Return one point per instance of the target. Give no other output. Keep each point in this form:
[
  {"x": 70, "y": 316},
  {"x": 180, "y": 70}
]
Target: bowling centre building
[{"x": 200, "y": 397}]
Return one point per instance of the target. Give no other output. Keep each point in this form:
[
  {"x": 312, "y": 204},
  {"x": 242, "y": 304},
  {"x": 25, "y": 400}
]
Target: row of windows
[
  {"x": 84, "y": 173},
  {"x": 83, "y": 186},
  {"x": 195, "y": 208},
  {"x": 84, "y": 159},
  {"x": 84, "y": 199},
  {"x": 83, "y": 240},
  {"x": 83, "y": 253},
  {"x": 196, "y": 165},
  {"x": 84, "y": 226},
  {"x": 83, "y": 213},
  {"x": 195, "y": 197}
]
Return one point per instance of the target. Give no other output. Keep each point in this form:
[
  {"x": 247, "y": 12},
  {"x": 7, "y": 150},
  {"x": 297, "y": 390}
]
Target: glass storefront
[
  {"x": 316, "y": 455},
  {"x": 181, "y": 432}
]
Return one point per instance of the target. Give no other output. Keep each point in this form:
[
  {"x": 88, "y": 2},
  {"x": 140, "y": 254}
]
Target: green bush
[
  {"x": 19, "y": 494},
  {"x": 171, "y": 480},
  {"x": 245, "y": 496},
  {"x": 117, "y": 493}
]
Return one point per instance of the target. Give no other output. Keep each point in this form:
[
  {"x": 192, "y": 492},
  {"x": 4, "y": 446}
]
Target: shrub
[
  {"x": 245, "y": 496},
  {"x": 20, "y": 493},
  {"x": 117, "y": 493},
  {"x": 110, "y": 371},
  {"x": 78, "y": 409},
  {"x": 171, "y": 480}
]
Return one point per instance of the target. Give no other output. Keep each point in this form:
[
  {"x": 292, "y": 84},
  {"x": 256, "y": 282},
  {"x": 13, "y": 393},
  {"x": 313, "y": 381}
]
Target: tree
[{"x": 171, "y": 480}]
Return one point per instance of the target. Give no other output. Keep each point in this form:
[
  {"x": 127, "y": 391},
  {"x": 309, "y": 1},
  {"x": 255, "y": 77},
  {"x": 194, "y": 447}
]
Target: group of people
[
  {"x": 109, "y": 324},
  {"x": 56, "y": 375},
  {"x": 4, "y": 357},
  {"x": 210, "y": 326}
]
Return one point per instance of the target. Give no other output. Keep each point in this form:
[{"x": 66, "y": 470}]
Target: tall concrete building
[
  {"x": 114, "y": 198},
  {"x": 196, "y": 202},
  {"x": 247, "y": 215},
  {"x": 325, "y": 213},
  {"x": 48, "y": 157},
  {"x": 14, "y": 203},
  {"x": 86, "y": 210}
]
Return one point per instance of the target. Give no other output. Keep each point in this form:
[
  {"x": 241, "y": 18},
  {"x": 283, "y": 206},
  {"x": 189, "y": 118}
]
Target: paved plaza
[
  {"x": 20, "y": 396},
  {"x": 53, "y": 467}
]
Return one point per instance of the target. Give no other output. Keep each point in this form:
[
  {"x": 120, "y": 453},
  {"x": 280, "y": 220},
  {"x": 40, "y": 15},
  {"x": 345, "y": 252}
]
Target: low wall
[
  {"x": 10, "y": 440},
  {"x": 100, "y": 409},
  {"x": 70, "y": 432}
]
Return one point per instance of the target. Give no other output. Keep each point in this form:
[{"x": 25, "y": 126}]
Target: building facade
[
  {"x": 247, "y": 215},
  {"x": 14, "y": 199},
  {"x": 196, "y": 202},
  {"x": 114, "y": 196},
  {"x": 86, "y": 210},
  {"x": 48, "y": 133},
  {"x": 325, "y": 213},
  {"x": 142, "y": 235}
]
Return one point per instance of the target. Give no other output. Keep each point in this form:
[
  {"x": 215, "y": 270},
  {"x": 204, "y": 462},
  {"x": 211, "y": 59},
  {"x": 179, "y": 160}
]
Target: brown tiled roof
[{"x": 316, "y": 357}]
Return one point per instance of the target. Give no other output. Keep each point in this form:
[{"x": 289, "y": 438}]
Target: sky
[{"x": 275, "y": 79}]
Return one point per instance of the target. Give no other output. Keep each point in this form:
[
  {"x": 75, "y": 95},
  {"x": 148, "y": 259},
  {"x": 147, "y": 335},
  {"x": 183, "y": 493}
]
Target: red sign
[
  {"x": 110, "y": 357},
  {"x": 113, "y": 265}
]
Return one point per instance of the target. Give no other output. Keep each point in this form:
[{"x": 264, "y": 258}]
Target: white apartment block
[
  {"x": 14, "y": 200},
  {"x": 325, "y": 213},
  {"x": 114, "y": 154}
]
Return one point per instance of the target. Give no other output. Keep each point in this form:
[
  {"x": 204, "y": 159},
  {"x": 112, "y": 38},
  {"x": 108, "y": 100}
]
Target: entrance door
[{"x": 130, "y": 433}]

###

EXERCISE DIRECTIONS:
All entries are to be copied exactly as they read.

RESPONSE TO THE TASK:
Return one point per instance of the target. Give no other output. Keep each point in this form:
[
  {"x": 70, "y": 316},
  {"x": 180, "y": 70}
]
Target: bowling centre building
[{"x": 200, "y": 397}]
Return one point per instance of the target. Give no other output. Keep each point in this form:
[
  {"x": 312, "y": 204},
  {"x": 242, "y": 304},
  {"x": 25, "y": 400}
]
Target: row of windows
[
  {"x": 84, "y": 173},
  {"x": 83, "y": 186},
  {"x": 195, "y": 208},
  {"x": 84, "y": 159},
  {"x": 84, "y": 199},
  {"x": 83, "y": 240},
  {"x": 83, "y": 253},
  {"x": 196, "y": 165},
  {"x": 84, "y": 226},
  {"x": 83, "y": 213},
  {"x": 195, "y": 197}
]
Return one point per instance of the target. Give no other output. Keep each point in this form:
[
  {"x": 247, "y": 12},
  {"x": 7, "y": 150},
  {"x": 297, "y": 390}
]
Target: glass storefront
[
  {"x": 316, "y": 455},
  {"x": 181, "y": 432}
]
Return one point per instance of the target. Give no other output. Keep each point in this form:
[
  {"x": 88, "y": 2},
  {"x": 140, "y": 254}
]
Target: green bush
[
  {"x": 19, "y": 494},
  {"x": 171, "y": 480},
  {"x": 245, "y": 496},
  {"x": 117, "y": 493}
]
Return one point per instance of the target. Give no other output. Keep each point in this form:
[
  {"x": 192, "y": 492},
  {"x": 4, "y": 446}
]
Target: shrub
[
  {"x": 245, "y": 496},
  {"x": 20, "y": 493},
  {"x": 117, "y": 493},
  {"x": 110, "y": 371},
  {"x": 78, "y": 409},
  {"x": 171, "y": 480}
]
Return one point per instance of the target. Give no other output. Keep each point in this form:
[
  {"x": 292, "y": 84},
  {"x": 256, "y": 282},
  {"x": 13, "y": 393},
  {"x": 313, "y": 381}
]
Target: tree
[{"x": 171, "y": 480}]
Return one point per instance of the target. Give no other output. Keep each point in this form:
[
  {"x": 127, "y": 391},
  {"x": 309, "y": 1},
  {"x": 255, "y": 77},
  {"x": 194, "y": 447}
]
Target: group of people
[
  {"x": 109, "y": 324},
  {"x": 56, "y": 375},
  {"x": 4, "y": 357},
  {"x": 210, "y": 326}
]
Return one point per instance of the target. Give no other output. Keep each point in this form:
[{"x": 66, "y": 470}]
Target: tall concrete building
[
  {"x": 114, "y": 198},
  {"x": 196, "y": 202},
  {"x": 247, "y": 215},
  {"x": 325, "y": 213},
  {"x": 48, "y": 157},
  {"x": 14, "y": 203},
  {"x": 86, "y": 210}
]
Return one point per instance of the target. Give no other output. Keep each point in this form:
[
  {"x": 241, "y": 18},
  {"x": 283, "y": 206},
  {"x": 189, "y": 118}
]
Target: paved plaza
[
  {"x": 20, "y": 396},
  {"x": 53, "y": 467}
]
Return one point per instance of the target. Give no other output. Keep each point in this form:
[
  {"x": 120, "y": 453},
  {"x": 280, "y": 220},
  {"x": 40, "y": 15},
  {"x": 345, "y": 252}
]
Target: low wall
[
  {"x": 10, "y": 440},
  {"x": 100, "y": 409},
  {"x": 70, "y": 432}
]
Return one point per instance of the target. Give no other output. Keep each point in this form:
[{"x": 25, "y": 126}]
Target: building facade
[
  {"x": 247, "y": 215},
  {"x": 14, "y": 199},
  {"x": 196, "y": 202},
  {"x": 114, "y": 196},
  {"x": 86, "y": 210},
  {"x": 48, "y": 133},
  {"x": 325, "y": 213},
  {"x": 142, "y": 235}
]
Return one point per instance of the target. Give no other output. Keep each point in this form:
[
  {"x": 215, "y": 270},
  {"x": 204, "y": 462},
  {"x": 211, "y": 59},
  {"x": 179, "y": 160}
]
Target: brown tiled roof
[{"x": 316, "y": 357}]
Return one point per instance of the target. Give no other output. Keep each point in this form:
[{"x": 289, "y": 438}]
Target: sky
[{"x": 275, "y": 79}]
Return one point per instance of the target. Give no other output. Keep each point in this form:
[
  {"x": 75, "y": 95},
  {"x": 148, "y": 259},
  {"x": 147, "y": 335},
  {"x": 183, "y": 493}
]
Target: red sign
[
  {"x": 110, "y": 357},
  {"x": 113, "y": 265}
]
Return one point per instance of the target. Give no other output. Keep each point in this form:
[{"x": 264, "y": 258}]
Target: white apartment block
[
  {"x": 14, "y": 200},
  {"x": 325, "y": 213},
  {"x": 114, "y": 154}
]
Return one point per instance of the target. Give no other output. Keep each point in this form:
[
  {"x": 204, "y": 159},
  {"x": 112, "y": 38},
  {"x": 108, "y": 100}
]
Target: entrance door
[{"x": 130, "y": 433}]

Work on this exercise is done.